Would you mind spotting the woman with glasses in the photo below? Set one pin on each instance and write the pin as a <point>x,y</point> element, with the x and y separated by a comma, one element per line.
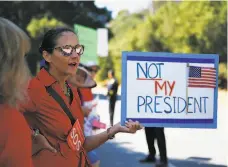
<point>15,135</point>
<point>54,109</point>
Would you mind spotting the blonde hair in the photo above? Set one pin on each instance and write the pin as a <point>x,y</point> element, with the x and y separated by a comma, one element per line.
<point>14,72</point>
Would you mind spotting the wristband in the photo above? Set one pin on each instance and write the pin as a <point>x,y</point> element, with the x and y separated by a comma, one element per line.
<point>109,135</point>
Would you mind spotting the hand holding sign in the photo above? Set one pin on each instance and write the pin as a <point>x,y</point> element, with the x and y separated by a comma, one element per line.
<point>130,127</point>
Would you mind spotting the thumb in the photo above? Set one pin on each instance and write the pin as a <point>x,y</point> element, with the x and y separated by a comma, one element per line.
<point>50,148</point>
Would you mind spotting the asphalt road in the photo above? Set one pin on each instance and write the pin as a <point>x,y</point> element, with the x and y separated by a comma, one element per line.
<point>185,147</point>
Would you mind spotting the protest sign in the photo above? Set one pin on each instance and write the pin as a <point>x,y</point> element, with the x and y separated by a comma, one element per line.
<point>169,89</point>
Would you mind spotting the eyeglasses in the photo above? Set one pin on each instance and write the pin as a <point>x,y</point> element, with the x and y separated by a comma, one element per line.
<point>68,49</point>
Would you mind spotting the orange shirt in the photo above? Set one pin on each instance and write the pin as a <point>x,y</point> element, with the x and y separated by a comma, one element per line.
<point>44,113</point>
<point>15,139</point>
<point>87,94</point>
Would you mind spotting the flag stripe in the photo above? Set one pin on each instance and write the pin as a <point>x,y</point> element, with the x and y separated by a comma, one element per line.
<point>202,77</point>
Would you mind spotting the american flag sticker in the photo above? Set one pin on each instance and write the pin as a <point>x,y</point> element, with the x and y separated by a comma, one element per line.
<point>202,77</point>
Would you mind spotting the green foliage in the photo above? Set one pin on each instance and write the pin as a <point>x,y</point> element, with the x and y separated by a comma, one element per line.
<point>36,27</point>
<point>183,27</point>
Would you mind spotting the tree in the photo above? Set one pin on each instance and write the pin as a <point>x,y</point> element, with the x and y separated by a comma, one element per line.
<point>40,15</point>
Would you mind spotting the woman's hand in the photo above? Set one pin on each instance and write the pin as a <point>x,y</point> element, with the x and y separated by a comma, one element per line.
<point>130,127</point>
<point>39,143</point>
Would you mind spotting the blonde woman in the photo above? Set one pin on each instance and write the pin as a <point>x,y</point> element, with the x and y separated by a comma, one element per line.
<point>15,135</point>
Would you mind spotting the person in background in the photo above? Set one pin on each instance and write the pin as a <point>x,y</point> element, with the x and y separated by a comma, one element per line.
<point>62,127</point>
<point>112,85</point>
<point>152,134</point>
<point>15,134</point>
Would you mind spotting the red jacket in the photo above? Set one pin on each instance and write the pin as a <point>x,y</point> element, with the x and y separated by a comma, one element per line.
<point>44,113</point>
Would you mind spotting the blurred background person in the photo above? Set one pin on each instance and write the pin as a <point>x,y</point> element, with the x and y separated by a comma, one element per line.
<point>112,86</point>
<point>152,134</point>
<point>15,135</point>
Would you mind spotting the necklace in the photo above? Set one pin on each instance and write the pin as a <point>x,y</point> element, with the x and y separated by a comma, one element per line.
<point>67,93</point>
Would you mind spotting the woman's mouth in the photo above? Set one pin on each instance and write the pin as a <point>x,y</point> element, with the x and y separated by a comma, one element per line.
<point>72,64</point>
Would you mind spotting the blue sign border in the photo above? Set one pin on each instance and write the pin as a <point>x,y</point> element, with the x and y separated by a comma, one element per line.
<point>169,57</point>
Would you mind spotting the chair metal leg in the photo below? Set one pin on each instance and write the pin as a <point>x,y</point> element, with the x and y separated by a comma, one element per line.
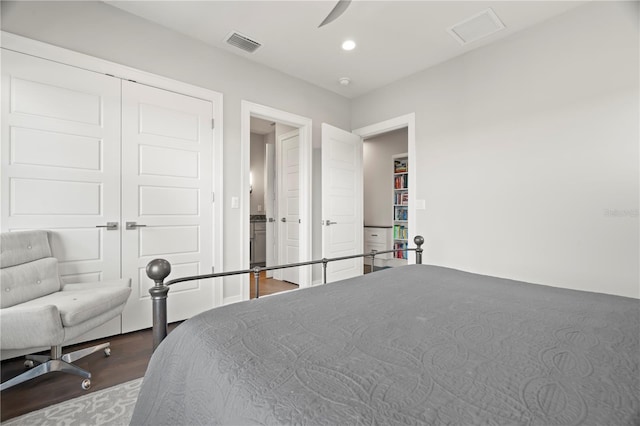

____________________

What is required -
In the copy, omit the pictures and reproduce every entry exactly.

Response below -
Would you mind spotting the woman with glasses in the photo below? Set one pin on each instance and write the pin as a <point>x,y</point> element, with the x and y separated by a comma, one element per line.
<point>15,135</point>
<point>54,109</point>
Would you mind spotting the blonde hair in the photo above? Set one pin on each instance and write the pin as a <point>x,y</point> element, with the x and y separated by a comma, one element per line.
<point>14,72</point>
Would you mind spotting the wristband in the photo above? Set one pin on each instance and write the pin as a <point>x,y</point> element, with the x and y separated by a comma, one element per line.
<point>109,135</point>
Would you mind spotting the hand holding sign in the photo above? Set one pin on each instance and write the pin as a <point>x,y</point> element, with the x and y separated by a comma, one element per line.
<point>130,127</point>
Would you mind spotting the thumb in the photo above? Set one pin on each instance and write the pin as a <point>x,y</point> element, with the x and y separated by a comma, one element per line.
<point>50,148</point>
Would you mind spotting the asphalt road in the photo above? Set one pin on each instance and write the pin as a <point>x,y</point> element, with the x and y separated by a comma, one element per line.
<point>185,147</point>
Would you mind spotting the protest sign in the photo above? Set one pin on each instance and write the pin as a <point>x,y</point> element, with the x and y separated by a comma, one element per line.
<point>169,89</point>
Would you mind spotting the eyeglasses in the photo above? Set one pin on each instance and write the pin as a <point>x,y</point> element, with the x and y separated by a comma, one element per line.
<point>68,49</point>
Would you mind spotting the orange shirt in the photo above? Set one pin on each instance and write the pin as a <point>x,y</point> element, with the x and y separated by a comma, one element per line.
<point>44,113</point>
<point>15,139</point>
<point>87,94</point>
Would you mind spotting the flag stripe in the photo above? Set one pin on each instance and write the pin as a <point>x,y</point> element, with the x and y separated by a comma, one element per line.
<point>202,77</point>
Would you mind spotting the american flag sticker in the photo above? Set one pin on each instance and write the pin as a <point>x,y</point> element, with the x and y separated by a comma, one element per line.
<point>202,77</point>
Would you mind spotting the green foliage in the photo above? Set one pin on each instance and write the pin as a <point>x,y</point> element, with the x and y separated by a comma, one element per line.
<point>36,27</point>
<point>183,27</point>
Would you mind spotting the tree in the photo above? Set one pin on each instance and write the pin as a <point>x,y</point> element, with the x and y separated by a comma, one element per line.
<point>40,15</point>
Would you mind spotting the woman's hand in the photo above? Set one pin on each instance and write the pin as a <point>x,y</point> element, with the x and y separated by a comma, one element per line.
<point>130,127</point>
<point>39,143</point>
Would you mind spotting the blonde woman in the photo above? Set one pin on each instance and write the pin as a <point>x,y</point> element, with the x and y separated by a comma, one element per line.
<point>15,135</point>
Would you mind spotting the person in background in the photo above? Set one pin on each instance and write the pin as a <point>x,y</point> element, with the x and y separated by a comma, one element per line.
<point>62,127</point>
<point>112,85</point>
<point>152,134</point>
<point>15,134</point>
Would you mind spotting the red jacket in the photo above? Set one pin on each instance and write the pin as a <point>x,y</point> element, with the x and y separated by a comma, one element per line.
<point>44,113</point>
Would you mind spotting the blurred background person in the photo above? Set one pin on each instance and write the pin as a <point>x,y</point> element, with the x and y separated by a comma, one element per line.
<point>112,86</point>
<point>152,134</point>
<point>15,135</point>
Would you mind spotting the necklace in the photo above? Set one pin on each instance and write the pin as a <point>x,y</point> element, with the x and y separated by a comma, one element per line.
<point>67,93</point>
Would you mind spotting the woman's mouth in the photo above? Set one pin on each instance and write the pin as a <point>x,y</point> element, with the x and y separated by a comma, one element per line.
<point>72,64</point>
Would you mind spotting the blue sign border in the photo above? Set one pin on each instance and write the pin as a <point>x,y</point> element, with the x and y separated by a comma, one element per line.
<point>169,57</point>
Would you mind spotting the chair metal leg in the photo below? Set one pin on each instance and write the pin as a <point>x,y</point> element, with the x and y separated by a comma, one element per line.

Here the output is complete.